BEGIN Supplied records

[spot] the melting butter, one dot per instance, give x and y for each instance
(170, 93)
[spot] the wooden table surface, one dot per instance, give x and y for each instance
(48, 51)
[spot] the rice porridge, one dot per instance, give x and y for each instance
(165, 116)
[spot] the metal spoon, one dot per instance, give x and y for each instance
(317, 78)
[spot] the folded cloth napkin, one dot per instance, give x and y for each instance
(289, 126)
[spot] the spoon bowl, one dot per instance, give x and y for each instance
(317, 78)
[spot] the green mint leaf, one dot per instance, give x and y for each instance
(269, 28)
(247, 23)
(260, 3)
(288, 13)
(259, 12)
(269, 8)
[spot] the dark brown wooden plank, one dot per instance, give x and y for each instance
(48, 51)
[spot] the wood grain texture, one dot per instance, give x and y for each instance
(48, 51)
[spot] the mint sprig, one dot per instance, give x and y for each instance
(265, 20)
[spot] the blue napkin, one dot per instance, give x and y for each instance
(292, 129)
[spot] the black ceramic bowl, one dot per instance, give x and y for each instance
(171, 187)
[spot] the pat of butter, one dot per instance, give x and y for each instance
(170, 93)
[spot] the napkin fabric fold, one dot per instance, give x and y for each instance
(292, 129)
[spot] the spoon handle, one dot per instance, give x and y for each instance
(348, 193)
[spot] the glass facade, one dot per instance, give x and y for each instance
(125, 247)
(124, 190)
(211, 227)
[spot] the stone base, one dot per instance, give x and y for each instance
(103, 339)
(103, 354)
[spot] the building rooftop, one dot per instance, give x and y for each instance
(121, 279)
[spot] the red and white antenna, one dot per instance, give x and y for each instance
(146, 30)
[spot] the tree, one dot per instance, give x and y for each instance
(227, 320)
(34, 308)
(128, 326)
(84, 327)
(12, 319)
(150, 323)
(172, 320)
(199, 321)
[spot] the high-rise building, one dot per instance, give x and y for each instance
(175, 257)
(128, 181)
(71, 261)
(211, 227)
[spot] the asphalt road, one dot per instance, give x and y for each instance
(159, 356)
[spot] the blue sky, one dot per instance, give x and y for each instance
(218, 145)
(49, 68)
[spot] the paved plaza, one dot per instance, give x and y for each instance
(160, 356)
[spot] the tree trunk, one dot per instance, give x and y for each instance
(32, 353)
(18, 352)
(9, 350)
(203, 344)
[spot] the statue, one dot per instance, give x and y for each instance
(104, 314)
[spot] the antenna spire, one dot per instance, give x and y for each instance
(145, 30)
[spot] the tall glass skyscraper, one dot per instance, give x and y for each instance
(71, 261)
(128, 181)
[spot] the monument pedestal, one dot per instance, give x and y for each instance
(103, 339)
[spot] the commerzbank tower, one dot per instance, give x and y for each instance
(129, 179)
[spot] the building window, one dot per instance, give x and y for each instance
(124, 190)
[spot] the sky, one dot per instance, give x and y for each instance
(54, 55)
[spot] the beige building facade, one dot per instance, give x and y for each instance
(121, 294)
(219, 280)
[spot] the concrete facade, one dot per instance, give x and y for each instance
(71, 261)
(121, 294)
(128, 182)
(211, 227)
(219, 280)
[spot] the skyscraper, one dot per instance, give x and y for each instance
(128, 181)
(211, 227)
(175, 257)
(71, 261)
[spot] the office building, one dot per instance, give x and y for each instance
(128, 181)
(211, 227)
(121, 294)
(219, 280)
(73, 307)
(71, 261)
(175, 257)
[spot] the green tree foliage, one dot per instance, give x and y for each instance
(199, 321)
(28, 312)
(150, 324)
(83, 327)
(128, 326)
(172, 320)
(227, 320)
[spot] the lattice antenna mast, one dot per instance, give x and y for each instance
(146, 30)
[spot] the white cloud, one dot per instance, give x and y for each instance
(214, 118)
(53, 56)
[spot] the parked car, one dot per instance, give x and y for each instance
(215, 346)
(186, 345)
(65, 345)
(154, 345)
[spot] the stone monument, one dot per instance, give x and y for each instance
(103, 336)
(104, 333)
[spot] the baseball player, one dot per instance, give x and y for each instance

END Supplied records

● Requirement
Retype the records in full. Keep every line identical to the original.

● Exercise result
[spot] the melting butter, one dot per instance, give x and y for each instance
(170, 93)
[spot] the wooden table surface, one dot per instance, give x and y for each instance
(48, 51)
[spot] the rice porridge, one dot per instance, give x and y for each instance
(165, 116)
[spot] the metal spoon, one dot per instance, give x and y for each instance
(317, 78)
[spot] the folded cloth napkin, one dot per instance, give x and y for each instance
(289, 126)
[spot] the spoon bowl, one dot per instance, give x and y for each instance
(317, 78)
[spot] the green mint leaf, one dot per instance, give x and y for each instance
(269, 28)
(247, 23)
(260, 3)
(288, 13)
(259, 12)
(269, 8)
[spot] the dark brown wooden plank, one dot per instance, give x and y for each instance
(48, 51)
[spot] the wood grain texture, one dot per instance, give x and y for each instance
(48, 51)
[spot] the mint sprig, one dot per instance, give x and y for each instance
(265, 20)
[spot] the blue napkin, one dot per instance, give x and y for each instance
(292, 129)
[spot] the black ceramic bowl, one dot per instance, give x and y for each instance
(171, 187)
[spot] the pat of butter, one dot per instance, give x and y for each instance
(170, 93)
[spot] the napkin fabric fold, one dot per instance, give x and y for each instance
(292, 129)
[spot] the spoon handle, one dot per instance, give x and y for each instance
(348, 193)
[spot] the glass facade, one dot per instance, give x and y for each instance
(125, 247)
(124, 190)
(211, 227)
[spot] the stone base, one dot per instance, give x and y for each instance
(103, 339)
(103, 354)
[spot] the building rooftop, one dot per instance, give x and y for each instance
(121, 279)
[spot] the red and white antenna, one dot per instance, give x and y for each instance
(146, 30)
[spot] the tree, one dot per instance, give x and y for each instance
(227, 320)
(34, 308)
(128, 326)
(84, 327)
(12, 319)
(150, 323)
(172, 320)
(199, 321)
[spot] the high-rise building, one dot per instance, give x and y for each instance
(175, 257)
(128, 181)
(71, 261)
(211, 227)
[spot] the asphalt road, one dot per instance, give x and y for each instance
(159, 356)
[spot] the blue sky, one dot per instance, give x and y for each instance
(218, 145)
(49, 68)
[spot] the paved plaza, one dot per instance, give x and y for each instance
(160, 356)
[spot] the tree trunk, one dot per instance, give x and y for each instance
(32, 353)
(18, 352)
(9, 350)
(203, 344)
[spot] the statue, one dot per instance, give x and y for each instance
(104, 314)
[spot] the antenna spire, one dot per instance, give x and y for each instance
(145, 30)
[spot] the tall glass skyscraper, one dot per instance, give x and y for each instance
(71, 261)
(128, 181)
[spot] the monument pedestal, one dot per instance, give x and y for each instance
(103, 339)
[spot] the commerzbank tower, one dot per instance, give x and y for each instance
(129, 179)
[spot] the building window, one dot per instance, give x and y for each instance
(124, 190)
[spot] the sky, one dot per instance, give x and y for each instance
(54, 55)
[spot] the beige building facade, one dot per instance, give x and y for each instance
(121, 294)
(219, 280)
[spot] the concrete facade, one dot per instance, give x and y for each instance
(71, 261)
(121, 294)
(128, 182)
(211, 227)
(219, 280)
[spot] the skyscraper, one dot per instance, give x and y for each instance
(128, 181)
(211, 227)
(175, 257)
(71, 261)
[spot] the office building, one dot per instance, give x and y for each instance
(128, 181)
(211, 227)
(121, 294)
(219, 280)
(73, 307)
(71, 261)
(175, 257)
[spot] the green tree foliage, one dot per instance, give x and y for each instance
(199, 321)
(28, 312)
(150, 324)
(83, 327)
(128, 326)
(172, 320)
(227, 320)
[spot] the lattice antenna mast, one dot per instance, give x and y for each instance
(146, 30)
[spot] the white cloud, one dot per instance, give x and y for each instance
(214, 118)
(53, 56)
[spot] the parked car, one dot per instance, give x and y for each instance
(215, 346)
(186, 345)
(65, 345)
(154, 345)
[spot] the stone monument, one dot per instance, give x and y for each instance
(103, 336)
(104, 333)
[spot] the baseball player, one dot per instance, give x and y for each instance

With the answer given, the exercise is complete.